VOTRE TÂCHE
Redonnez, s'il vous plaît, la partie de l'extrait sur le patrimoine immatériel qui commence par les mots contenant "Il s’agissait de" et se termine par "leur est propre.", en y substituant "archaïques" à "rétrogrades".

EXTRAIT DU TEXTE

Il s’agissait de sauvegarder ce patrimoine culturel immatériel qui a été trop souvent maltraité. Les pays du Tiers Monde qui avaient été colonisés voulaient imiter le colonisateur et considéraient ces formes de création comme rétrogrades. Il y avait un rejet de ce patrimoine considéré comme appartenant à un passé révolu, pour beaucoup le présent, c’était l’Occident, le modernisme. Aujourd’hui, on se rend compte que ce patrimoine est encore très présent. Grâce à l’émergence de cette notion de patrimoine immatériel, nous recevons aujourd’hui, tous les jours, des propositions de spectacles émanant de gens qui prennent conscience qu’ils possèdent une culture quelque chose qui leur est propre.
Qu’est-ce qui a changé en dix ans depuis l’adoption de cette convention ?

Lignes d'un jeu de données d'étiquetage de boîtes
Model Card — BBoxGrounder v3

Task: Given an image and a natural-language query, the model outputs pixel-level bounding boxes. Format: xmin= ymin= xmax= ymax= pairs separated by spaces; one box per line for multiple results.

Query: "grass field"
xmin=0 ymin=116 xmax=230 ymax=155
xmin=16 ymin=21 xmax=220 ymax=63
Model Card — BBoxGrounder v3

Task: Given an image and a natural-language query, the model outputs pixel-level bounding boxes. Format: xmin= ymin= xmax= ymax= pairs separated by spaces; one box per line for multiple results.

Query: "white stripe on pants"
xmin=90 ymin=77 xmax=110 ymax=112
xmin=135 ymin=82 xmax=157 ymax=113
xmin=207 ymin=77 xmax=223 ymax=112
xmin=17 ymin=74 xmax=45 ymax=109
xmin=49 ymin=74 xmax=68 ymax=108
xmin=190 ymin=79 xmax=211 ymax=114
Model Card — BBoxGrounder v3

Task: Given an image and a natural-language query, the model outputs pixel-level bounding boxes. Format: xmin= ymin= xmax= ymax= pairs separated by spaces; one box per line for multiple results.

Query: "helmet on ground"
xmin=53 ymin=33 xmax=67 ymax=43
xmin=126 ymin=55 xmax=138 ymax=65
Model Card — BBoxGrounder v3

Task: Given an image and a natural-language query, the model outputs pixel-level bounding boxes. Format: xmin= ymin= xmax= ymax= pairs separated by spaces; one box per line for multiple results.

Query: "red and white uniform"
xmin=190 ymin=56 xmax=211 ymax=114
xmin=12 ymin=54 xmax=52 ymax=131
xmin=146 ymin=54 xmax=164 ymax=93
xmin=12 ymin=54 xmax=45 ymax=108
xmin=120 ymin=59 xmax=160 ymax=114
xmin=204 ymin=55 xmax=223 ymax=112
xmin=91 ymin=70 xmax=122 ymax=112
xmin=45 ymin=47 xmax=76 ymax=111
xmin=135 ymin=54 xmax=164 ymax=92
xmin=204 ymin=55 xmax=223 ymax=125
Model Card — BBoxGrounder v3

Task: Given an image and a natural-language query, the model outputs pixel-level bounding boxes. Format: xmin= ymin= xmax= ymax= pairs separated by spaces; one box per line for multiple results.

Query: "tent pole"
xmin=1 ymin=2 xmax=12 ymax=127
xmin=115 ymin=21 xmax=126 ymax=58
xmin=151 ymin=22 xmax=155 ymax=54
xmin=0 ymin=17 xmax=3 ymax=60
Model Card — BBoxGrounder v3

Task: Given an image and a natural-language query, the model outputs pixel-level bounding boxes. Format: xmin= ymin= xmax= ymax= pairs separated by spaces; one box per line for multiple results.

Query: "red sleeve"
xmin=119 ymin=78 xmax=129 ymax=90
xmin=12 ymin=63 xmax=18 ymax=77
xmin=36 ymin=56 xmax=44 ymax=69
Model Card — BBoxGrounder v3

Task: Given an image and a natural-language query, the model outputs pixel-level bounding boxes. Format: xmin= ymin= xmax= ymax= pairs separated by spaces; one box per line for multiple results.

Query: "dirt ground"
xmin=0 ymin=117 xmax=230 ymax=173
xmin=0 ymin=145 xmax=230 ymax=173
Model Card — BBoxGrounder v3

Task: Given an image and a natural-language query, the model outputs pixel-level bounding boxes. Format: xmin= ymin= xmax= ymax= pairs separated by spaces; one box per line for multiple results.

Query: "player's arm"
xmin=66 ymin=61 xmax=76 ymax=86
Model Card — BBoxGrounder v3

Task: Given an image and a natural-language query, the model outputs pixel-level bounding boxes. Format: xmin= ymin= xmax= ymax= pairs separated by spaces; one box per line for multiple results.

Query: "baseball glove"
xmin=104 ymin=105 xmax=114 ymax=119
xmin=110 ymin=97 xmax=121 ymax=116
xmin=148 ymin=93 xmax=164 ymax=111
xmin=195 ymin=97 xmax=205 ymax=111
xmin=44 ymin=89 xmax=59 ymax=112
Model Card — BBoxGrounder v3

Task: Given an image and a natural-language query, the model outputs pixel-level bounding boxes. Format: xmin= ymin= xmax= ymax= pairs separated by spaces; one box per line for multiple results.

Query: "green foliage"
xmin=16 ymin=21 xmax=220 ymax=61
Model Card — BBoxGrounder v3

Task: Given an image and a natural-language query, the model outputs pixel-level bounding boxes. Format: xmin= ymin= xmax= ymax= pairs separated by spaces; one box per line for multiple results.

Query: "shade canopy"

SOLUTION PROPOSÉE
Il s’agissait de sauvegarder ce patrimoine culturel immatériel qui a été trop souvent maltraité. Les pays du Tiers Monde qui avaient été colonisés voulaient imiter le colonisateur et considéraient ces formes de création comme archaïques. Il y avait un rejet de ce patrimoine considéré comme appartenant à un passé révolu, pour beaucoup le présent, c’était l’Occident, le modernisme. Aujourd’hui, on se rend compte que ce patrimoine est encore très présent. Grâce à l’émergence de cette notion de patrimoine immatériel, nous recevons aujourd’hui, tous les jours, des propositions de spectacles émanant de gens qui prennent conscience qu’ils possèdent une culture quelque chose qui leur est propre.